[Data records]
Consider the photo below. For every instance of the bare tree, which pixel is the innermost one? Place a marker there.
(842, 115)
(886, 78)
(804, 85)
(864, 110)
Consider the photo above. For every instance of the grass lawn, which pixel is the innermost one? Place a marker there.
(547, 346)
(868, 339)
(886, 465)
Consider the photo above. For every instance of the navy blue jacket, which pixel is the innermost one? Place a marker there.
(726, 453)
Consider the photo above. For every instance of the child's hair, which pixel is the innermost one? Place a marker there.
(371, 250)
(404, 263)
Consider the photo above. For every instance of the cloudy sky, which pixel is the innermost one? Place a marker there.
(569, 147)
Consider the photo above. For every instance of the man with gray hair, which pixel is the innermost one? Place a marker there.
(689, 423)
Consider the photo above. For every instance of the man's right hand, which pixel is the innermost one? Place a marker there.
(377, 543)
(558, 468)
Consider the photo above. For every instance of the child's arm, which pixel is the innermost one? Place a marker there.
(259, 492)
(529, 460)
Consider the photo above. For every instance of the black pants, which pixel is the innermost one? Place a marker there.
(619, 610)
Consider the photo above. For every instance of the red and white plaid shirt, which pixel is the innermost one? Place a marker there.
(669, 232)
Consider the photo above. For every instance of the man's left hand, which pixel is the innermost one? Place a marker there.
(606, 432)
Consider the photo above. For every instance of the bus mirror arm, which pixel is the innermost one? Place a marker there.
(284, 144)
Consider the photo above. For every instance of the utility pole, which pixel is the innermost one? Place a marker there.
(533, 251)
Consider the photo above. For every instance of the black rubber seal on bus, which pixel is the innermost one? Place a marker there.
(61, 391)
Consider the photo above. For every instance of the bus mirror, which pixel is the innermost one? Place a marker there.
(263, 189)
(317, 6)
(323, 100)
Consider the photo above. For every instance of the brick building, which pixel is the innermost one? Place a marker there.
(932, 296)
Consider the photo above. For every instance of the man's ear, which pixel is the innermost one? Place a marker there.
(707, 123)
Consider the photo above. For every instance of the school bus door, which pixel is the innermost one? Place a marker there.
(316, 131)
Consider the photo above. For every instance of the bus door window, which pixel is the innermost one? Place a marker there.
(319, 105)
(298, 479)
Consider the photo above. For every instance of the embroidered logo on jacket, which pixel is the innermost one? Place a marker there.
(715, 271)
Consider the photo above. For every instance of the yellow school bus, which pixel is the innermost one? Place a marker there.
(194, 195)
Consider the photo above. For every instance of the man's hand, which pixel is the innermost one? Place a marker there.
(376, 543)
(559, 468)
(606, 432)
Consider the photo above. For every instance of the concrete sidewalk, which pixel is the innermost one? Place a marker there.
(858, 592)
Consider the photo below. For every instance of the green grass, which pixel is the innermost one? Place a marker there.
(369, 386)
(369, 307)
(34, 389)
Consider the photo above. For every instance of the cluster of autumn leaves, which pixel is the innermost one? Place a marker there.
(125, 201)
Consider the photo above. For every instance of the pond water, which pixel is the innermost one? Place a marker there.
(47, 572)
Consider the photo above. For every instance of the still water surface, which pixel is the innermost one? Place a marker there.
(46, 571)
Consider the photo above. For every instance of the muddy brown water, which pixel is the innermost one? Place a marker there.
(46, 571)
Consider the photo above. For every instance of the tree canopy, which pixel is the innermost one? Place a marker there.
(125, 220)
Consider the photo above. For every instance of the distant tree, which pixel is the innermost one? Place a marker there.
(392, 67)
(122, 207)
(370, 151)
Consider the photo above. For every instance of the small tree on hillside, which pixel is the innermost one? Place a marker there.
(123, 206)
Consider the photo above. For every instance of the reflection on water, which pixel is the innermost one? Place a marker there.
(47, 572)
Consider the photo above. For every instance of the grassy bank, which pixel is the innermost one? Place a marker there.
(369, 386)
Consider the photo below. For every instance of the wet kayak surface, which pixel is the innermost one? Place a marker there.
* * *
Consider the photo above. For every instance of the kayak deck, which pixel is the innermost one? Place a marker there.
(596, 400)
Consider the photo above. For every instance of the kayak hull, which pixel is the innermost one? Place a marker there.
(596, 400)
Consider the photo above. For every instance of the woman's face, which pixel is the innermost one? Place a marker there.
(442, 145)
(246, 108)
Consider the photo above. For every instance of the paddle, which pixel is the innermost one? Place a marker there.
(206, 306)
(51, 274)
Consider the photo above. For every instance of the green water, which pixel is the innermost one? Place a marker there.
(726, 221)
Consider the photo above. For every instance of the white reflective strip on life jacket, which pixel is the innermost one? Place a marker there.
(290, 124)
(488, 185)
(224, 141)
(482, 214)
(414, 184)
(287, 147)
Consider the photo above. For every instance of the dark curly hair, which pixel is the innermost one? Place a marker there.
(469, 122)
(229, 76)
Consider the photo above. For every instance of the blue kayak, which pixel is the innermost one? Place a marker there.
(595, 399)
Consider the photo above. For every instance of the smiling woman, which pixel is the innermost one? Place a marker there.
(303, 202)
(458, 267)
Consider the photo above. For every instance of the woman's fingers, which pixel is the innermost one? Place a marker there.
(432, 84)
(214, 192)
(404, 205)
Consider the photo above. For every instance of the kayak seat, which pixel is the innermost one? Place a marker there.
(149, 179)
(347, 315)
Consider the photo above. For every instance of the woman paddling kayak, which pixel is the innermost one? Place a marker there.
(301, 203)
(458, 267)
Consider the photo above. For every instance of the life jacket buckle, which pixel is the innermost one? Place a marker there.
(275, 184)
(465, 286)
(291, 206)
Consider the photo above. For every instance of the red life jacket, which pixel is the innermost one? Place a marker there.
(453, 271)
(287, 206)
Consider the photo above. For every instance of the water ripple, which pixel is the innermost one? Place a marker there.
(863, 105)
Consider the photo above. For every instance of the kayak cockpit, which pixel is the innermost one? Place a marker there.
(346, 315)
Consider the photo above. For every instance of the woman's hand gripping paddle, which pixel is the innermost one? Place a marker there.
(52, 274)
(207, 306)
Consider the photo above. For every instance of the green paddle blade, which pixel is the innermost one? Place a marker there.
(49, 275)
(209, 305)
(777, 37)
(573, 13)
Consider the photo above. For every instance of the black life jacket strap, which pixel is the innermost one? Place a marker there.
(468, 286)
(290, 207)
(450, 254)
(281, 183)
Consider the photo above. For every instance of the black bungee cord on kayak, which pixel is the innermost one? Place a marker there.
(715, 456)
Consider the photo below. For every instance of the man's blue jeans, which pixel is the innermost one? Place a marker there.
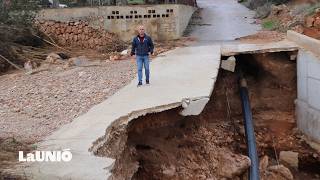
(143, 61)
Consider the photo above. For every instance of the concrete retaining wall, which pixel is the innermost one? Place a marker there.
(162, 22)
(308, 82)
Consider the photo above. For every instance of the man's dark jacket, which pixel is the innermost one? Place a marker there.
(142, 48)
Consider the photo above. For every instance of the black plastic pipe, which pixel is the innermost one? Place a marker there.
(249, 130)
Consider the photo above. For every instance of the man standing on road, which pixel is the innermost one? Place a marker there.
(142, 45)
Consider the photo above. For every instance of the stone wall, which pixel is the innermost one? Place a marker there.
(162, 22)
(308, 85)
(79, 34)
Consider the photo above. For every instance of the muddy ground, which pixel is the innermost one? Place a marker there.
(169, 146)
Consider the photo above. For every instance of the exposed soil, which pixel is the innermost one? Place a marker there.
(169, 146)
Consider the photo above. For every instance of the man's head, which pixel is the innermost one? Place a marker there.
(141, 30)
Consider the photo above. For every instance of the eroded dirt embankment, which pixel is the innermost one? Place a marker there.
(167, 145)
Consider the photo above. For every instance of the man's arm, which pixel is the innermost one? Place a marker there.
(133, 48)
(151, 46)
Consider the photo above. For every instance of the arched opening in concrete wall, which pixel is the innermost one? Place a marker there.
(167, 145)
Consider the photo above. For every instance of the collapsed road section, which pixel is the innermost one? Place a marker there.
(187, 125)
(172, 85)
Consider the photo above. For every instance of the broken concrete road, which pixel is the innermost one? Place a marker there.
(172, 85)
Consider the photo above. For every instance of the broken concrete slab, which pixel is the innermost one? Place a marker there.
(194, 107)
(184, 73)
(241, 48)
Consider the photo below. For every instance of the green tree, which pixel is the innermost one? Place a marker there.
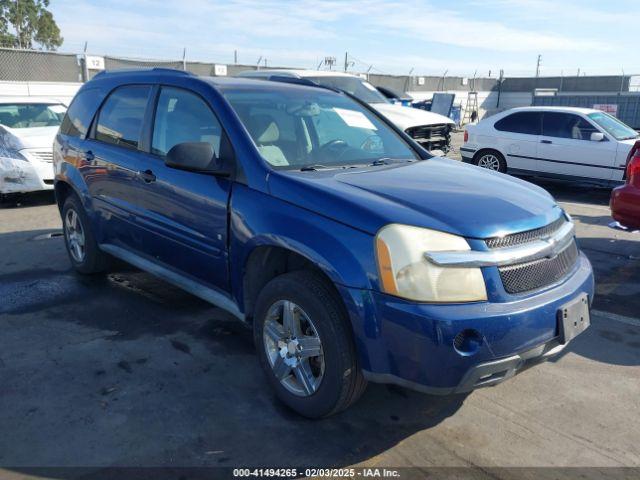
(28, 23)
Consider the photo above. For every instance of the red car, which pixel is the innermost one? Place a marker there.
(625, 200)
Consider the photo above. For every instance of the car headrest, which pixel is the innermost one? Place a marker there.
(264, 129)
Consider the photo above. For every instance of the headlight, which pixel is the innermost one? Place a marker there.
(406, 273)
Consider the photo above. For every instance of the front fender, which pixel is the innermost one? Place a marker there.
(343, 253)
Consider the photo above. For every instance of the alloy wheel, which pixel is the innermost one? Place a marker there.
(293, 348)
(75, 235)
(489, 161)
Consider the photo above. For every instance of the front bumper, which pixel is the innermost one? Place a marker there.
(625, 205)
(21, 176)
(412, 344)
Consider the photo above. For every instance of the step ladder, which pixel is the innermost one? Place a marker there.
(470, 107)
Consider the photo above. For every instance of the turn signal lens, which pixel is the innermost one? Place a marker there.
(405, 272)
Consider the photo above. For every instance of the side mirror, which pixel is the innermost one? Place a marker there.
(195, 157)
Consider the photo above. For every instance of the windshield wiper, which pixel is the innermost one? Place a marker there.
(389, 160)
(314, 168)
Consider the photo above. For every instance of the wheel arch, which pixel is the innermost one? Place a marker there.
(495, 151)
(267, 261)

» REQUEST:
Identify each line in the material above that contains the string "life" with matching case, and copy every such line in full.

» EXERCISE OUTPUT:
Consider the photo above. For every instance of the white reflective strip on life jacket, which pixel is the innermost one? Place a marker there.
Consider the photo above. For every instance of the life jacket buckle, which pixel is the innermost one? Place a marker there.
Consider the photo above. For every instance of the red life jacket, which pixel is the innermost one? Place a marker there.
Consider the photo above. For every instance of the black life jacket strap, which pixel is the innermost one? Place a marker there.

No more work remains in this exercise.